### Entries shown
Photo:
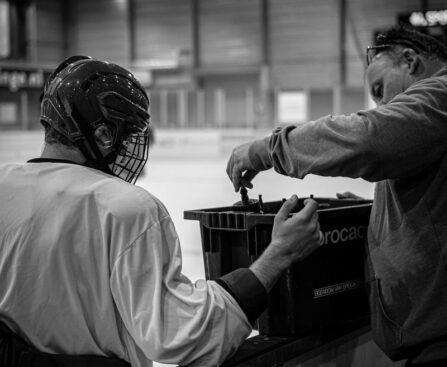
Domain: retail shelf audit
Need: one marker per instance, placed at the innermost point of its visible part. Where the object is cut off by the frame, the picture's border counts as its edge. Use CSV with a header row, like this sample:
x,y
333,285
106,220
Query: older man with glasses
x,y
402,146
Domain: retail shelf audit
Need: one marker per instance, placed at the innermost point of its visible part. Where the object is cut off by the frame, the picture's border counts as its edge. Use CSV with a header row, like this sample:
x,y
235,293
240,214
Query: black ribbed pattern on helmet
x,y
87,93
######
▶ **About this task**:
What you return must be every entry, word for word, without any pictures.

▶ **Task result**:
Photo:
Domain: retail shelf audit
Need: one marker per instance, placed at the innermost point of its visible part. Where the object is cut off by the frame, the picture's border counts as its edge. Use CSV with a header row, like this sample:
x,y
333,285
106,220
Query: older man with glasses
x,y
402,146
Domain: retail shelf audit
Need: one marker per instance, placed at the innermost point of its visible part. Where the object is cut off by the frame, the picture's border counts as its edge. Use CSV with a header row, like this sample:
x,y
235,293
240,214
Query: black ribbed pattern on helmet
x,y
87,93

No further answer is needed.